Take a few minutes to relax and enjoy the view.
- If you are wanting an additional hike afterwards you can hike to the Incan bridge which has quite a nice view.
Machu Picchu highlights
The Intihuatana stone
Intihuatana is a ritual stone in Machu Picchu associated with the astronomic clock and calendar of the Inca. Its name is derived from the local Quechua language and it means “The Hitching Post of the Sun”. The stone is a wonder of their ancient technology. It’s a kind of clock that measures when it’s time to celebrate the winter solstice, called by the Incas INTI Raymi, one of the most important celebrations and rituals of the entire Empire. If you happen to be watching at noon on either equinox, you’ll notice the stone’s shadow disappear for just a moment, as designed by its creators.
The Royal Tomb
The Royal Tomb was the place where sacrificial and burial rituals took place. There were more than 100 skeletons excavated from the cave-like tomb. This Mausoleum is that is located just below the Sacred Plaza and is vertically aligned with the Tower of the Sun Temple.

Provided records =
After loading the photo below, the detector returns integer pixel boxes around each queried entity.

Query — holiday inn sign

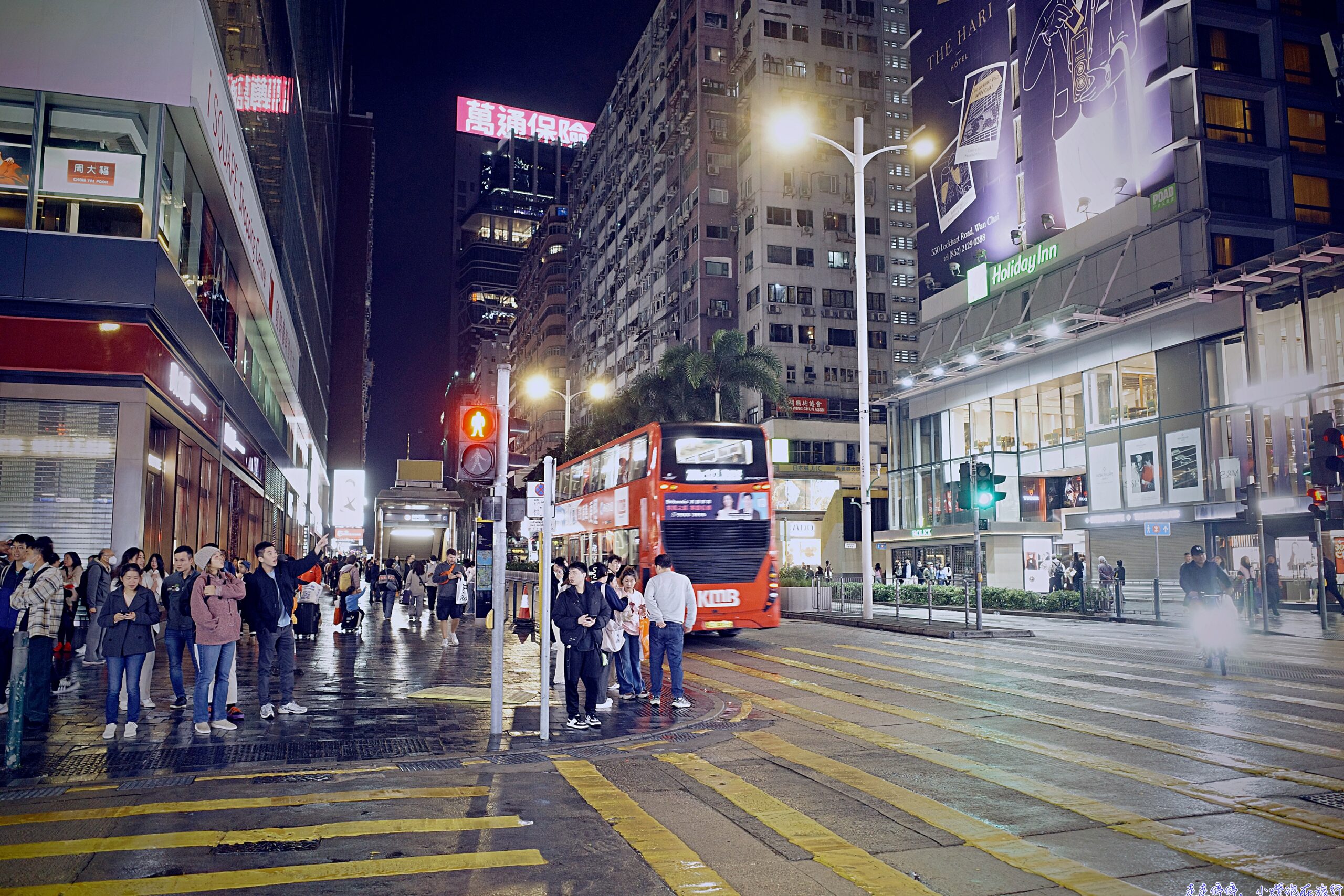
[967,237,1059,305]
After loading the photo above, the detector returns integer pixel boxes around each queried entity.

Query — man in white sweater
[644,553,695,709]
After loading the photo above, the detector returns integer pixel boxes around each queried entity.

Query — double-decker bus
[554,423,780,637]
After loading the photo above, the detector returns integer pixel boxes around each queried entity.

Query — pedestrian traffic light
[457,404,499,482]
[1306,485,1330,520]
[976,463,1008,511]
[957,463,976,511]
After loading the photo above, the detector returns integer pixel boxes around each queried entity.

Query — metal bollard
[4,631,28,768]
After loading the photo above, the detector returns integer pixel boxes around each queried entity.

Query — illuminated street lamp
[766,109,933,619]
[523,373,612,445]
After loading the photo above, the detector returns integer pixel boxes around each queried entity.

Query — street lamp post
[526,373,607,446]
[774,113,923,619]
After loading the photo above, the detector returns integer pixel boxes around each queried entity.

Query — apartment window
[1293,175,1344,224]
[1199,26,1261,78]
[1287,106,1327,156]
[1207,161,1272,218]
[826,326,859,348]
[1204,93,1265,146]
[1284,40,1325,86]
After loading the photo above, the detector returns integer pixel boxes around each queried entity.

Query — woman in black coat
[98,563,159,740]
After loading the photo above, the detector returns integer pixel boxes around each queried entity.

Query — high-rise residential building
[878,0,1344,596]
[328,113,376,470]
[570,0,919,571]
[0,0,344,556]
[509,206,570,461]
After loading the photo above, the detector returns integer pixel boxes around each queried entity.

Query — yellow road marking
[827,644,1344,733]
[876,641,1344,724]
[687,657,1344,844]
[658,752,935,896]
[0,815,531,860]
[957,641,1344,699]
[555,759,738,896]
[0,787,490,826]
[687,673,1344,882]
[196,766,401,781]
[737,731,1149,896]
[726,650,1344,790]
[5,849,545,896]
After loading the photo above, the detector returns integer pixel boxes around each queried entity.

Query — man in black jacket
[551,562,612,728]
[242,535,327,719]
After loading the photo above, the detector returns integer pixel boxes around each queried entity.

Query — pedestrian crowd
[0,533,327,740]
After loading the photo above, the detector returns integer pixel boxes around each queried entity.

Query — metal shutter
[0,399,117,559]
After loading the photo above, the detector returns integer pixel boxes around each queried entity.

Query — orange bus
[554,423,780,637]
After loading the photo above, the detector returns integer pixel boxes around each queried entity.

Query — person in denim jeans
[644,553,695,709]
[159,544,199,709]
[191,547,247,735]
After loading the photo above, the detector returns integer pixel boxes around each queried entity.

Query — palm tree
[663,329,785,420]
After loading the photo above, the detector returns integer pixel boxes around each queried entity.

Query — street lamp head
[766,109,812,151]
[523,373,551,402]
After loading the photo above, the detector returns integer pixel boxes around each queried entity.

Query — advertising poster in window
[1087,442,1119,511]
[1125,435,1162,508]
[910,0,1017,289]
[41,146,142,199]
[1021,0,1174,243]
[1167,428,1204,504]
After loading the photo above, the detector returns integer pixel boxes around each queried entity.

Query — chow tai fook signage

Problems and tasks =
a – Rewrite the part of the Machu Picchu guide that opens with the words containing "Take a few minutes" and closes with "a nice view.", replacing "relax" with "rest".
b – Answer these questions using the Machu Picchu guide:
(i) What does the name Intihuatana mean?
(ii) How many skeletons were excavated from the Royal Tomb?
(iii) What did the Incas call the winter solstice celebration?
c – Continue the Machu Picchu guide from its final sentence.
The records play no part in what is asked here.

The results =
a –
Take a few minutes to rest and enjoy the view.
- If you are wanting an additional hike afterwards you can hike to the Incan bridge which has quite a nice view.

b –
(i) "The Hitching Post of the Sun"
(ii) More than 100
(iii) INTI Raymi

c –
Temple of the Three Windows
Located in the Sacred Plaza the temple has a sturdy rectangular walls that contain three windows that overlook the surrounding mountains of Machu Picchu.
Climb Huayna Picchu
Huayna Picchu is a mountain that rises over Machu Picchu. The Incas built a trail up the side of the Huayna Picchu and built temples and terraces on its top. The peak of Huayna Picchu is 2,693 meters (8,835 ft) above sea level, or about 260 meters (850 ft) higher than Machu Picchu. The reward for climbing the steep path comes as an amazing view from the top, which is said to be the best place to see Machu Picchu from above.